Page text –
<<<<

18The respondent argues that it provided a clear and unequivocal denial in the June 16, 2022, letter and right to dispute forms were provided. However, it is not clear whether the applicant applied for an NEB in the OCF-1 dated June 9, 2022, because he argues that the OCF-1 was sent in error without his knowledge
19I find that the respondent provided a clear and unequivocal denial in the July 12, 2022, letter in response to the applicant’s application for a NEB in his OCF-1 and OCF-3 dated June 16, 2022. I find that the July 12, 2022, letter provides specific details describing the applicant’s injuries and states that these injuries are not consistent with an inability to engage in substantially all his activities. As such, I find the respondent’s denial complied with the principles set out in Smith v. Co-operators. Further, I find that a denial may be legally incorrect but still trigger the limitation period, as stated in Sietzema v. Economical Mutual Insurance Company, 2014 ONCA 111, at paragraph 13.
20After conducting s. 44 assessments, the respondent sent a subsequent letter dated December 13, 2022, stating that its assessors had determined that the applicant did not suffer a complete inability to carry on a normal life.

>>>>

Data shown –
<<<<

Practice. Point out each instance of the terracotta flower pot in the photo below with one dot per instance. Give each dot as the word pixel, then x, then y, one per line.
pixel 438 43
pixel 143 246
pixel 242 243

>>>>

Exercise tasks –
1. In the tribunal ruling, rewrite the passage that opens with the words containing "20After conducting s." and closes with "a normal life.", putting "examiners" in place of "assessors".
2. Continue the tribunal ruling on the benefit denial from the point where it stops.

Task responses –
1.
20After conducting s. 44 assessments, the respondent sent a subsequent letter dated December 13, 2022, stating that its examiners had determined that the applicant did not suffer a complete inability to carry on a normal life.

2.
21Given that I have found that the respondent’s July 12, 2022, letter was a valid denial notice, the applicant was required to dispute the respondent’s denial within two years. The applicant files his application with the Tribunal on December 4, 2024, which is outside the s. 56 limitation period.
22The parties made no submissions regarding the delay or whether the Tribunal should exercise its jurisdiction to extend the limitation period under s.7 of the LAT Act. Given the lack of submissions regarding the four factors set out in Manuel v. Registrar to determine if the justice of the case requires the extension, I decline to exercise my discretion.
23I find that the applicant may not proceed with his claim for an NEB.
The applicant is statute-barred from proceeding with his claims for physiotherapy services and translations services
24I find that the respondent’s denial of the plan for physiotherapy services in the amount of $2,152.71, and for translation services in the amount of $539.00 were valid and triggered the s. 56 two-year limitation period.
25On August 24, 2022, the applicant submitted a treatment plan, dated August 23, 2022, in the amount of $2,152.71, for physiotherapy services, proposed by 101 Physio.
26On September 1, 2022, the respondent denied the treatment plan and advised the applicant it requires the findings of s. 44 assessments and additional medical documents to further determine whether it will fund the requested treatment.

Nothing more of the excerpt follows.